++++ INFORMATION GIVEN

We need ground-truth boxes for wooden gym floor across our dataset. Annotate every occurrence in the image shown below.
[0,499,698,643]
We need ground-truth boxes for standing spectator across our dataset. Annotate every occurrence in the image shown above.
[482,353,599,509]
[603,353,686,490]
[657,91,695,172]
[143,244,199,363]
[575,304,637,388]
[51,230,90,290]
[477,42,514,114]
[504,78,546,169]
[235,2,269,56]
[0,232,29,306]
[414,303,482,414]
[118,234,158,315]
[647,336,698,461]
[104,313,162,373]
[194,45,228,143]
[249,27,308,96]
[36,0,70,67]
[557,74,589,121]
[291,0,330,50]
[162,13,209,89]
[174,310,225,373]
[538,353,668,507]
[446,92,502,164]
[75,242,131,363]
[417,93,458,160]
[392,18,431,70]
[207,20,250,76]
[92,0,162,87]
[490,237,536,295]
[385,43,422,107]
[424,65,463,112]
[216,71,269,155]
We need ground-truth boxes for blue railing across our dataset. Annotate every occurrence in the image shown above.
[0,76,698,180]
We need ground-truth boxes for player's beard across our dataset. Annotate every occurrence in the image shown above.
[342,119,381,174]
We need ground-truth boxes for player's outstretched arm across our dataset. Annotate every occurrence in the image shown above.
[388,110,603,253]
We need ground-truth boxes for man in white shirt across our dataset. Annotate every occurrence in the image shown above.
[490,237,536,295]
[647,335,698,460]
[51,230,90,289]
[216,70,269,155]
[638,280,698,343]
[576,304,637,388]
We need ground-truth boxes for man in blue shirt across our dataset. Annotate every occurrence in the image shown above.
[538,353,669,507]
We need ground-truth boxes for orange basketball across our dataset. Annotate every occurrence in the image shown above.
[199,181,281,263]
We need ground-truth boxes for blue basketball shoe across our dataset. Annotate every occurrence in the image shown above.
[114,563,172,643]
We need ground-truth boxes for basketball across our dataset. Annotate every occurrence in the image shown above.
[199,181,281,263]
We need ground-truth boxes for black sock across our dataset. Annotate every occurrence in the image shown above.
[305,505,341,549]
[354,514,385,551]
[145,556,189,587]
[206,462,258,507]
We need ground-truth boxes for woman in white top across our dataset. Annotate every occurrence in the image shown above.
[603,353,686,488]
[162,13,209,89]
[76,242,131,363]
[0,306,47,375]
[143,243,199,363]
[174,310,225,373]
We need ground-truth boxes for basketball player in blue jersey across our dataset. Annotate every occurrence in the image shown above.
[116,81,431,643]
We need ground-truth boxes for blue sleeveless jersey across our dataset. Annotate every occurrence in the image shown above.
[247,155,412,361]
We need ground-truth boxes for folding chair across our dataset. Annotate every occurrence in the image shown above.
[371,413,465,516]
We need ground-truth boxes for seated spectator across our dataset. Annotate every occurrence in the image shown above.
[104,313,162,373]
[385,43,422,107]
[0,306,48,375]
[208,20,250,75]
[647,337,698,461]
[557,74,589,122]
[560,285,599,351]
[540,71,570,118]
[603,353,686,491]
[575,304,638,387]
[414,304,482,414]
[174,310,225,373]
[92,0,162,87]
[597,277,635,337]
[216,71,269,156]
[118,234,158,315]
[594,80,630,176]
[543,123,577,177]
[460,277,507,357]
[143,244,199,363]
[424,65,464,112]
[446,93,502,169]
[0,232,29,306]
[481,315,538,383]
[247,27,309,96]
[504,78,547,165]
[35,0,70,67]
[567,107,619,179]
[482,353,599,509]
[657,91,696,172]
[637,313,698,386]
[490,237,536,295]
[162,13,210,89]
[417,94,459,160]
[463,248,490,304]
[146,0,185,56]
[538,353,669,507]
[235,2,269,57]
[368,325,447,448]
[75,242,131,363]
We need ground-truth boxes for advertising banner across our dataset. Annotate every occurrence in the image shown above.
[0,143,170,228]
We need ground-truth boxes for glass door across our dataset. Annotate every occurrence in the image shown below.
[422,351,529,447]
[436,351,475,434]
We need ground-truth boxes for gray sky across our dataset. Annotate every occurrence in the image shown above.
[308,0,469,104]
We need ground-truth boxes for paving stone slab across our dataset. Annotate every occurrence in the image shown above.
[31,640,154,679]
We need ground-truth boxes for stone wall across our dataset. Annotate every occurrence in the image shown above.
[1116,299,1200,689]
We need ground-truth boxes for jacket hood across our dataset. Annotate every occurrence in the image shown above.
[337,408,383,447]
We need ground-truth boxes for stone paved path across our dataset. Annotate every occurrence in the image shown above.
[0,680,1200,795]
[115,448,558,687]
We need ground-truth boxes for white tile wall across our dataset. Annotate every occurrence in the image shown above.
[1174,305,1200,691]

++++++++

GOAL:
Could you render all the records above as a two-column CSV with one row per record, using the columns "prompt" and "answer"? Enclose each field in double quotes and replace any line breaks with spaces.

OUTPUT FOR THIS EXERCISE:
prompt,answer
"We need ground-truth boxes for wooden gym floor across our dataset. Annotate every occurrence in the image shown below.","[0,499,698,643]"
"We need ground-truth boxes for standing spectator across our dataset. Annotate every occurrence in the image shown above.","[482,353,599,509] [603,353,686,490] [657,91,695,172] [143,244,199,363] [575,304,637,388] [51,230,90,290] [477,42,514,114] [504,78,546,169] [235,2,269,56] [0,232,29,306] [414,303,482,414] [118,234,158,315] [647,336,698,461] [104,313,162,373] [194,45,228,143] [249,27,308,96] [36,0,70,67] [557,74,589,121] [291,0,330,50] [162,13,209,89] [174,310,225,373] [538,353,668,507] [446,92,502,164] [75,242,131,363] [417,93,458,160] [392,18,431,70] [207,20,250,76] [92,0,162,87] [490,237,536,295] [385,43,422,107] [424,65,463,112] [216,71,269,155]"
"We need ground-truth boxes for blue railing across our dataset. Annotate every occurrence in the image shown above.","[0,76,698,180]"
"We need ground-truth boxes for player's beard across our dataset. Annotate every occurrence in the image shown above.","[342,119,381,174]"
"We need ground-truth boxes for player's outstretched arm across our dataset. Annotate every occurrence in the image shown above.","[388,110,603,253]"
"We need ground-truth boxes for man in white shirt across our dataset. Annotate every occurrence in the image shown above.","[490,237,536,295] [647,335,698,460] [51,230,90,289] [216,70,269,155] [638,280,698,343] [576,304,637,388]"
"We need ground-truth boxes for man in blue shirt across our dataset. Annotate every occurrence in the image shown above.","[538,353,669,507]"
"We need ground-truth boxes for orange basketball across our dataset. Annotate every occurrence in the image shown above.","[199,181,281,263]"
"We need ground-truth boxes for blue basketball shoe across our dataset. Annotate every occurrence in the image shown above.","[114,563,172,643]"
"We need ground-truth boxes for basketball across our dataset. Annotate every occurrence in the image shown above.","[199,181,281,263]"
"We need ground-truth boxes for black sock across our dataset. Annotate every occurrence in the image shown above.","[305,505,341,549] [354,514,385,551] [145,556,189,587] [206,462,258,507]"
"We need ground-truth boxes for woman in white top across our dataset. Annotate every occurrence in the image shown above.","[603,353,686,488] [162,13,209,89] [76,242,131,363] [0,306,47,375] [143,243,199,363] [174,310,225,373]"
"We need ground-truth boxes for basketball player in blue jersey across our dataset. Annotate every occurrence in the image shown above.","[116,81,431,643]"
"We need ground-truth boxes for blue sleeveless jersey across our dataset. Annotate every occurrence in the image shown above.","[247,155,412,361]"
"We need ground-truth boxes for folding chair across our dataset. Annotate every occurrence in the image shown above.","[371,413,465,516]"
"We need ground-truth boxes for seated spectator across our dataset. Annotate every occurrence in the image shown above.","[104,313,162,373] [385,43,422,107] [0,306,48,375] [208,20,250,75] [647,337,698,461] [557,74,589,122] [560,285,599,351] [540,71,570,118] [603,353,686,491] [575,304,638,387] [414,304,482,414] [174,310,225,373] [92,0,162,87] [597,277,635,337] [216,71,269,156] [118,234,158,315] [594,80,630,176] [543,123,577,177] [460,277,507,357] [143,244,199,363] [424,65,464,112] [446,93,502,169] [0,232,29,306] [481,315,538,383] [247,27,309,96] [504,78,547,165] [35,0,70,67] [567,107,619,179] [482,353,599,509] [657,91,696,172] [637,313,698,386] [490,237,536,295] [162,13,210,89] [417,94,459,160] [463,248,490,304] [146,0,185,56] [538,353,669,507] [235,2,269,57] [368,325,447,448] [75,242,131,363]"
"We need ground-truth boxes for advertising banner across our dataset. Annotate every occurrence in the image shown above.","[0,143,170,228]"
"We need ground-truth boxes for glass door across our dataset. Annotate every occurrence in the image shown below.","[422,351,529,447] [436,351,475,434]"
"We need ground-truth boxes for gray sky across our dataset. Annotate every occurrence in the image shown above.","[308,0,469,104]"
"We need ground-truth boxes for paving stone slab across our dataset. Annotate every occurrence in the image shown above.","[31,640,154,679]"
"We need ground-truth boxes for stone wall across our dataset. Annotate every occurrence in the image shown above.","[1116,299,1200,689]"
"We need ground-truth boxes for jacket hood across our dataset. Annotate every occurrence in the image shown above.","[337,408,383,447]"
"We need ground-truth boxes for stone paved path across our dataset. Annotate every occurrence in the image shown above.","[0,680,1200,795] [115,448,558,687]"
"We need ground-truth boxes for white tile wall across our dataset. Annotate every occurrence in the image shown above.","[1174,305,1200,691]"